• _WORK ITEM_
The line that contains "I would be grateful if you could mark the blazer button" marks the start. Please set it down, with every later line of the data, exactly and without pictures.

****

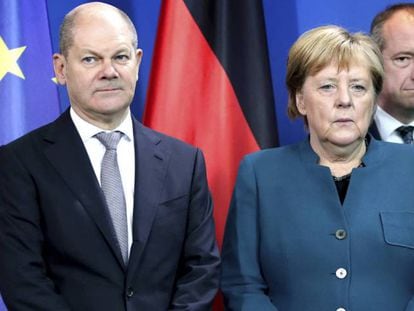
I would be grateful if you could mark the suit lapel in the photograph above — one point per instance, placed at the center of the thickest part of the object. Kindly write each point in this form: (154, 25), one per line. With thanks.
(69, 157)
(151, 163)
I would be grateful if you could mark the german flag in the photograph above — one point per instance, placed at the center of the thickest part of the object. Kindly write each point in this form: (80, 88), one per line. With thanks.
(210, 86)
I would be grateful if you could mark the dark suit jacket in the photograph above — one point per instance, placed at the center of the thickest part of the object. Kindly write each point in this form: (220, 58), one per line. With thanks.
(57, 248)
(373, 130)
(282, 248)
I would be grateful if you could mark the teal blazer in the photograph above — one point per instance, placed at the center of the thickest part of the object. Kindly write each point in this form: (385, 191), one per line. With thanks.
(290, 245)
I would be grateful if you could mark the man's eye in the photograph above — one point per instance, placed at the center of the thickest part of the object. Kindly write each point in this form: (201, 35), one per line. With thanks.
(88, 60)
(358, 88)
(122, 58)
(402, 61)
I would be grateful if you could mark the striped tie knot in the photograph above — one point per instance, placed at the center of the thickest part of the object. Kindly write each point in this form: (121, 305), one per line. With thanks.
(406, 133)
(109, 139)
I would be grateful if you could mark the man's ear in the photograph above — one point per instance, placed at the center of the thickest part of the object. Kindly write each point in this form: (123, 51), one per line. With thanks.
(59, 65)
(139, 54)
(300, 103)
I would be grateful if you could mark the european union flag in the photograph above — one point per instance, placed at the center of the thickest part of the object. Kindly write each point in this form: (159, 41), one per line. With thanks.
(28, 96)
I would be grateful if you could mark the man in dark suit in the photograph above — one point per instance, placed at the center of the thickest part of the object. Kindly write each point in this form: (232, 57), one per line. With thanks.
(392, 29)
(75, 234)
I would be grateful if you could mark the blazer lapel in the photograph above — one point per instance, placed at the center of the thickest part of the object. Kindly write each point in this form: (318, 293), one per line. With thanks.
(151, 163)
(69, 157)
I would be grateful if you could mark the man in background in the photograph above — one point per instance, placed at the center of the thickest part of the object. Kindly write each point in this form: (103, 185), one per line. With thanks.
(98, 212)
(393, 30)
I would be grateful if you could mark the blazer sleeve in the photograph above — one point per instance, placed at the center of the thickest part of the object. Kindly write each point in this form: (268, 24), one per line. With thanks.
(242, 282)
(24, 284)
(198, 280)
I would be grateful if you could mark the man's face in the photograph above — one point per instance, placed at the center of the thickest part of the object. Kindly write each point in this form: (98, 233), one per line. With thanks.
(397, 96)
(101, 69)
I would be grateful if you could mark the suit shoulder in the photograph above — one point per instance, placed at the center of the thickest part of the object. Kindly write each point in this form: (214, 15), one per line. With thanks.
(274, 154)
(167, 141)
(28, 140)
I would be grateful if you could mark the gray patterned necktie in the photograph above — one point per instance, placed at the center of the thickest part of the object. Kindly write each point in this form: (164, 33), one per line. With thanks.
(406, 133)
(111, 185)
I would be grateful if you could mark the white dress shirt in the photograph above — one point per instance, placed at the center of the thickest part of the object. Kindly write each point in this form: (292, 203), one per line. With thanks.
(125, 153)
(387, 126)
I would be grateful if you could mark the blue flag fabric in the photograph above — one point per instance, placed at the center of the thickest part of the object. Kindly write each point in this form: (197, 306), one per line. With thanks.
(28, 96)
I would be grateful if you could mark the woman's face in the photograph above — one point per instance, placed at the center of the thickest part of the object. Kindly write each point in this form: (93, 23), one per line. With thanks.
(338, 104)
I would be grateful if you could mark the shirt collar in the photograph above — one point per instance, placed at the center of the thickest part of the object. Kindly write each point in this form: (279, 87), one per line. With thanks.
(386, 123)
(87, 130)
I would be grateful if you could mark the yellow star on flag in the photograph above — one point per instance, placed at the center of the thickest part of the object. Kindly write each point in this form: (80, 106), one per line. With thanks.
(8, 60)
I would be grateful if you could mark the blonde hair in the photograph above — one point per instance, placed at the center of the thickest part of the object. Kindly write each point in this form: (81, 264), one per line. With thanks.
(321, 46)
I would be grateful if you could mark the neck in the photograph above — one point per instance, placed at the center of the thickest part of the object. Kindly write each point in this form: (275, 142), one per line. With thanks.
(403, 114)
(340, 159)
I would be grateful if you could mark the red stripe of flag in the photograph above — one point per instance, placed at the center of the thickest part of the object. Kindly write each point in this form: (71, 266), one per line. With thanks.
(191, 97)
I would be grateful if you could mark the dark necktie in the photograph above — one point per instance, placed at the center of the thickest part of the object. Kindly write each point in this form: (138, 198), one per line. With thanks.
(406, 133)
(111, 185)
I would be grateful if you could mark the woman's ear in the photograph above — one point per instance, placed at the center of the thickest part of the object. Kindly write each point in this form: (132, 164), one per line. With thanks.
(300, 103)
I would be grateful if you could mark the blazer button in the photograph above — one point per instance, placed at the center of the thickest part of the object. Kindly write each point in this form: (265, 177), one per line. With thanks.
(130, 292)
(340, 234)
(341, 273)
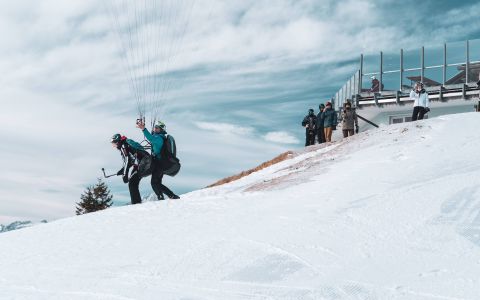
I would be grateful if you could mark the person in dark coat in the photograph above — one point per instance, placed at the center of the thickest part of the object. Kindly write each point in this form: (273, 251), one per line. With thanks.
(320, 132)
(329, 117)
(349, 120)
(420, 102)
(132, 153)
(309, 122)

****

• _ANSWER AREA_
I would be grateful if you could mark the blazer button in the photograph above — one point per instance, placed at the center of the thickest part of the object. Kindly write each point in this form: (265, 177), one per line. With thanks.
(130, 292)
(340, 234)
(341, 273)
I would be grateful if you could mark the person in dark coat in the photograph above — one point per instance, placed at the center of the thickest part of the object. Kindly write each point in this form: (273, 251), one per line. With thanks.
(320, 132)
(329, 117)
(349, 120)
(420, 102)
(132, 153)
(309, 122)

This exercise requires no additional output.